→ Passage shown
-----
The Finnish Resistance Movement (Suomen vastarintaliike, SVL) was founded in 2008 by Esa Henrik Holappa (Hietikko, 2016b) following approval by the NMR (Wiman & Svensson, 2018). It immediately became the most militant Finnish Nazi organization. From its inception in 2008 until Holappa stepped down in 2012, he served as the official leader of the SVL and was one of the few members who operated openly under his own name (Strømmen, 2017). 

Holappa’s decision to establish a Finnish branch of NMR was highly influenced by the American veteran activist Richard Scutari, who is currently serving a 60-year prison sentence for his involvement in the American terrorist organization The Order, and was pen pals with Holappa. At the age of 17, Holappa started writing letters to Scutari. Holappa and Magnus Söderman—another of Scutari’s pen pals—have published their correspondences as a tribute to Scutari. (Söderman & Holappa, 2011). The book shows how Scutari put Holappa and Söderman in contact with each other, and how he advised Holappa to establish a Finnish version of NMR under the auspices of Söderman and the larger NMR (Ravndal, 2019). 

When Holappa landed in trouble for crimes related to hate speech in 2008, he became increasingly convinced that he would be convicted. When his American neo-Nazi contacts heard about his problems, they encouraged him to travel to the US. In August 2008, he followed their recommendation (Strømmen, 2017). Holappa left the SVL in 2012 and has been considered by the NMR as a traitor and oath breaker (Ravndal, 2019).
-----
→ Problem 1
Rewrite the lines of the listing below as a numbered list, from the line with "Task: a point for each instance of the hazy" to the line with "pixel 98 118", leaving out any blank lines.

→ The input
-----
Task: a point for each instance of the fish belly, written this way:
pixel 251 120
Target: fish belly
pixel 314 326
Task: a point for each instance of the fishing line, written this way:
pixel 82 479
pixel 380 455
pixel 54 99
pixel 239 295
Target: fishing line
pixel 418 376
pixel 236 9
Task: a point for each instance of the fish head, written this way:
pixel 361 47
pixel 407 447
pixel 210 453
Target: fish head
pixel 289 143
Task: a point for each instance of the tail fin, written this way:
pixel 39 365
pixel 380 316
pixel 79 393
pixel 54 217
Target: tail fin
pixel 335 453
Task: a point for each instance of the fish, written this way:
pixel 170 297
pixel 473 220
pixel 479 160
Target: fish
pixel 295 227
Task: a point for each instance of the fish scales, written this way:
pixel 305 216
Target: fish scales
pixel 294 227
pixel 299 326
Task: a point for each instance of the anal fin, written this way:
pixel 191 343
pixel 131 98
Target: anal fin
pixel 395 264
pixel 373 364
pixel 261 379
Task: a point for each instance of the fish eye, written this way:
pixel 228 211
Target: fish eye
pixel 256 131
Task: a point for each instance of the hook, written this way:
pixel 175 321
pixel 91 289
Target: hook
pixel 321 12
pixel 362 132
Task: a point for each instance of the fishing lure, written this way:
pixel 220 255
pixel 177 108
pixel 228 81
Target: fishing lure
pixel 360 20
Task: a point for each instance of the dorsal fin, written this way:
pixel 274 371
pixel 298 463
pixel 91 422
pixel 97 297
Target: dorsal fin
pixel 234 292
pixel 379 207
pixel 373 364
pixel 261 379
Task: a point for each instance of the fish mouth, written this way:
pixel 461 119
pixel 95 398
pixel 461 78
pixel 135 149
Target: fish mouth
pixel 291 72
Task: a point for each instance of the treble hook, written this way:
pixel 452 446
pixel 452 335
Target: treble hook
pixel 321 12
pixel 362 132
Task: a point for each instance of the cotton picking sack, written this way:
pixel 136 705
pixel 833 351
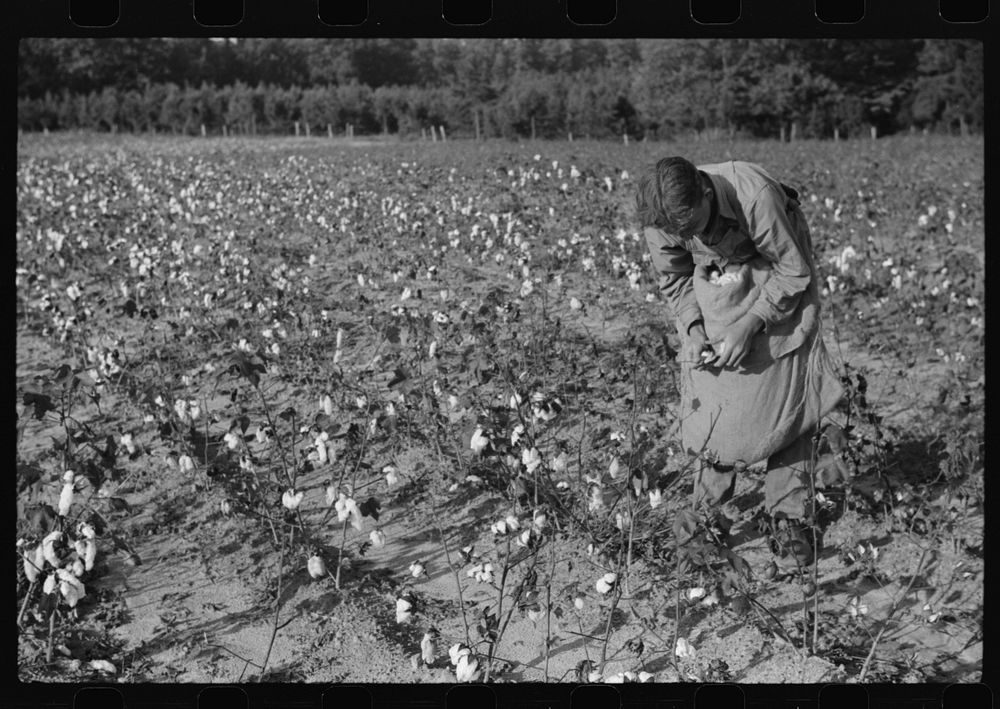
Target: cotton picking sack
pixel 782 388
-----
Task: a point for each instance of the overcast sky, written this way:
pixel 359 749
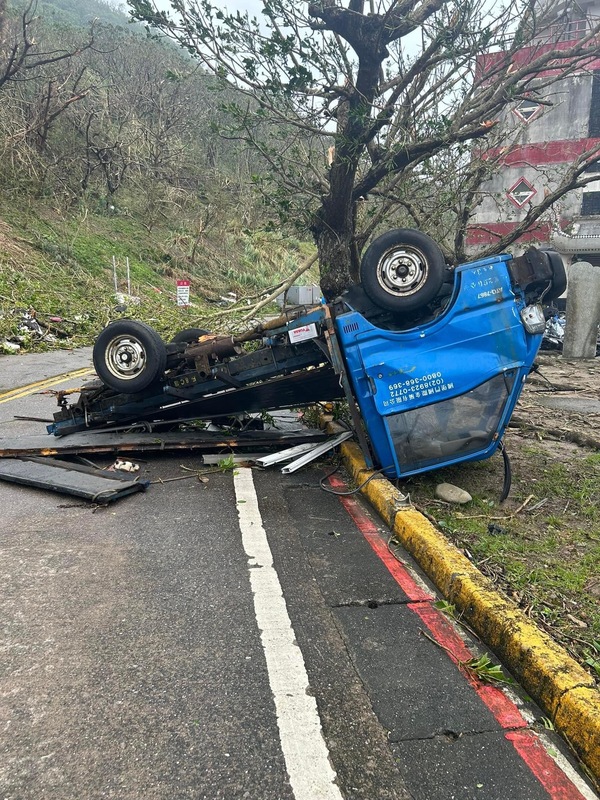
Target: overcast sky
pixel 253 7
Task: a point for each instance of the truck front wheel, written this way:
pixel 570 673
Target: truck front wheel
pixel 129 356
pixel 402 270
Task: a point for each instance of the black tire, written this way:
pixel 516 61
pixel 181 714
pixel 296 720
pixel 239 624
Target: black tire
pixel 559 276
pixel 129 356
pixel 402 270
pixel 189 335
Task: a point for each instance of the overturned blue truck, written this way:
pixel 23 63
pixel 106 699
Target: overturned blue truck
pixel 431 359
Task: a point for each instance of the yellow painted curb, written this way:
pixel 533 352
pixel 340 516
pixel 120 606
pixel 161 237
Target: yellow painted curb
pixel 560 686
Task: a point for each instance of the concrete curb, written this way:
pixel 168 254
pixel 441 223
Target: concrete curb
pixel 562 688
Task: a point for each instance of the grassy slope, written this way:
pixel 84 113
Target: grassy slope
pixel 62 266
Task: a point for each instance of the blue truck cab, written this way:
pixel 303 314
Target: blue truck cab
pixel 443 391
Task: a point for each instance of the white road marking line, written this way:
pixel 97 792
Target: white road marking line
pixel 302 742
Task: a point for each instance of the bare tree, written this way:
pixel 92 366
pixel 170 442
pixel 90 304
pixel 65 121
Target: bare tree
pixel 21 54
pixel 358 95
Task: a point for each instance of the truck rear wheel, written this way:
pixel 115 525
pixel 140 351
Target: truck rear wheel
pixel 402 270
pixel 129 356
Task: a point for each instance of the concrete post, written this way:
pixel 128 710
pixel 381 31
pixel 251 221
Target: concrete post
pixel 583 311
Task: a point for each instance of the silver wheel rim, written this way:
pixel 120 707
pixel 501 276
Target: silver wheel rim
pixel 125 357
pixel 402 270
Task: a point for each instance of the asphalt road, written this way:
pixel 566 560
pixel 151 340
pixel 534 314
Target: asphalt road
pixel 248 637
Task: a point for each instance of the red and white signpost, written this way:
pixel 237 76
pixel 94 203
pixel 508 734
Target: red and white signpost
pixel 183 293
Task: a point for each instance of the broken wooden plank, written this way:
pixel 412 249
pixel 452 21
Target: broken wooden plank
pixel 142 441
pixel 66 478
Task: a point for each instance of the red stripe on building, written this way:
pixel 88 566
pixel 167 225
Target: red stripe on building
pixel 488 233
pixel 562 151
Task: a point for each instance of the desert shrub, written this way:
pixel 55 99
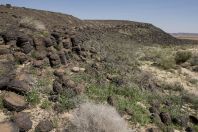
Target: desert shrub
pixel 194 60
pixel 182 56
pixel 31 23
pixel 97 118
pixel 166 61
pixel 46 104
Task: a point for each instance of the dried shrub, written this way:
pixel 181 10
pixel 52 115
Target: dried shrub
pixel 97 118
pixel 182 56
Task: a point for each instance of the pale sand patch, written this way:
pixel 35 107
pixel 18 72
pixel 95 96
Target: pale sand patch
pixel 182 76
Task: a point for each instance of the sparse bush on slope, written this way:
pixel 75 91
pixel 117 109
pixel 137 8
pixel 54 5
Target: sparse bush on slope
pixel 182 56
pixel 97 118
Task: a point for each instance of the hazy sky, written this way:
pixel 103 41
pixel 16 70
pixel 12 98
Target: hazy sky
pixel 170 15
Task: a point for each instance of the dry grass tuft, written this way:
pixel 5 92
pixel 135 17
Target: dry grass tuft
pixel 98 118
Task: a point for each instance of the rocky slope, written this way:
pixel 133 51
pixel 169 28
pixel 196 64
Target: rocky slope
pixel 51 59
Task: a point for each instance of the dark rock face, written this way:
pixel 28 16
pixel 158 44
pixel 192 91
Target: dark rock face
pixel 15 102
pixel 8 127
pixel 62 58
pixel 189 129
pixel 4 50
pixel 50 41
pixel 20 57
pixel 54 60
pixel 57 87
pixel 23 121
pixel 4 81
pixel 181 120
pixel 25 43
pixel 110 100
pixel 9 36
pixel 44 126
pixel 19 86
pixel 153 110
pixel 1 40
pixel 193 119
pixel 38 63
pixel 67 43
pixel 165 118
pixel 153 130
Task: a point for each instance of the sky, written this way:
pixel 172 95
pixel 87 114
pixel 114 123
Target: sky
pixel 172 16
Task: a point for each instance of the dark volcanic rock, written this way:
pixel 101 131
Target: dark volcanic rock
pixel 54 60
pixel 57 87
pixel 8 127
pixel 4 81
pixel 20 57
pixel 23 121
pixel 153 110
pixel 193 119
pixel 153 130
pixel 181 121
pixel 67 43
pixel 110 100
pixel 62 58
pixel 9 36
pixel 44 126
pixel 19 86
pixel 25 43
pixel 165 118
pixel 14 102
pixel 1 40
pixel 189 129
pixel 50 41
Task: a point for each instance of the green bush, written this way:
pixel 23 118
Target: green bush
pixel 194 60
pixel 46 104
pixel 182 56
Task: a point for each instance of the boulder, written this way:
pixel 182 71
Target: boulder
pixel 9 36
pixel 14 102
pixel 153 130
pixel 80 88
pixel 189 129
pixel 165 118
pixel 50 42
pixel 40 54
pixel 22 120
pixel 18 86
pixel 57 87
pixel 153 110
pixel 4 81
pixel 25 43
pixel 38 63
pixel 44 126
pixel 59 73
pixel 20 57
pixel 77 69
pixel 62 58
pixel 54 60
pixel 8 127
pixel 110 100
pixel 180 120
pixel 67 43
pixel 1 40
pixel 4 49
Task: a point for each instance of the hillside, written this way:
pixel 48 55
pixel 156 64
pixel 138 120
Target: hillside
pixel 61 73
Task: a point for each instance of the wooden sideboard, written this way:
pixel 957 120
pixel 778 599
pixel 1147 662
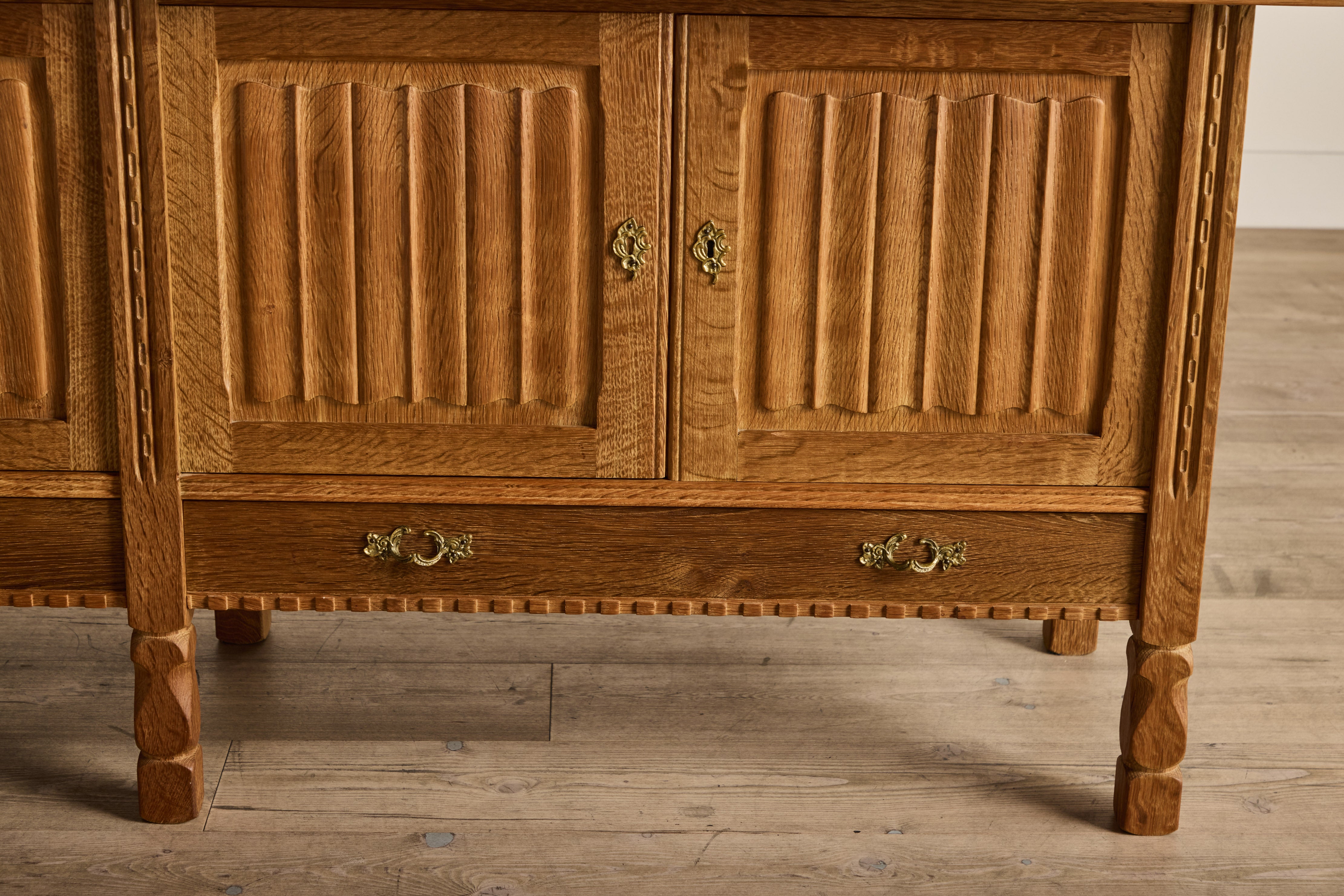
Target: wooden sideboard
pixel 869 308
-----
→ Problem 2
According to the passage on the Finnish Resistance Movement, at what age did Holappa start writing letters to Scutari?

→ Final answer 1
1. Task: a point for each instance of the hazy sky, written this way:
2. pixel 103 41
3. pixel 16 70
4. pixel 12 98
5. Target: hazy sky
6. pixel 170 15
7. Task: a point for each instance of the dry grass tuft, written this way:
8. pixel 5 92
9. pixel 135 17
10. Target: dry grass tuft
11. pixel 98 118

→ Final answer 2
At the age of 17.